# Document passage
^^^^^^^^

Private retailers can sell cannabis online starting in May, says Yukon gov't

Private retailers will be able to sell cannabis online starting in May, but the Yukon Chamber of Commerce and the Yukon Party also want the government, which is also the wholesaler and distributor of cannabis in the territory, to review the pricing structure.

Opposition and Yukon Chamber also wants gov’t to review pricing structure

Two containers of cannabis affixed with duty paid stickers for Yukon. Private retailers will be able to sell cannabis online staring in May, said the government. (Chris Windeyer/CBC)

The Yukon government says private retailers will be allowed to sell cannabis online starting in May. 

"We're committed to that, and we'll deliver that," said Ranj Pillai, the minister responsible for the Yukon Liquor Commission, in the Legislature Wednesday.

The Yukon Chamber of Commerce and the Yukon Party had been asking the territorial government to level the playing field between the government-run cannabis retailer, which can sell online, and private retailers.

The government had allowed private retailers to make online sales in May 2020 as a way to mitigate the impacts of the COVID-19 pandemic until September 2020, when it withdrew the policy.

At the time, the government said it would bring back legal online sales through an amendment to the territory's Cannabis Control and Regulations Act. The amendments were brought forward during last fall's sitting of the Legislature.

^^^^^^^^

# Directions
A – Reproduce the passage of the Yukon cannabis article starting with "The government had" and going on through "of the Legislature.", word for word.
B – Proceed with the article on Yukon's online cannabis sales, picking up after its final sentence.

# Source material
^^^^^^^^

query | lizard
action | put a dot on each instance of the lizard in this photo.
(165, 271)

^^^^^^^^

# Answers by item
A –
The government had allowed private retailers to make online sales in May 2020 as a way to mitigate the impacts of the COVID-19 pandemic until September 2020, when it withdrew the policy.

At the time, the government said it would bring back legal online sales through an amendment to the territory's Cannabis Control and Regulations Act. The amendments were brought forward during last fall's sitting of the Legislature.

B –
Pricing structure

But the Yukon Chamber of Commerce said the pricing structure in the territory is also a problem for private retailers and is calling on the government to make changes.

"The government is competing with the private sector and also managing the regulations and keeping an unfair playing field where they control both the pricing and the distribution," said Denny Kobayashi, the Yukon Chamber's executive director.

In the Legislature Wednesday, Yukon Party Leader Currie Dixon said the government imposes a distribution markup of 20 per cent, but it also charges handling and stocking fees.

"This means that before the product even arrives on the retailers' shelves, there are significant unnecessary costs to the product," he said.

He asked the government to allow retailers to purchase directly from licensed producers rather than the government.

But Pillai said the government reduced prices by reducing the wholesale markup from 22 per cent to 20 per cent last December.

"We are making sure that retailers have the opportunity to make as much as they possibly can," said Pillai.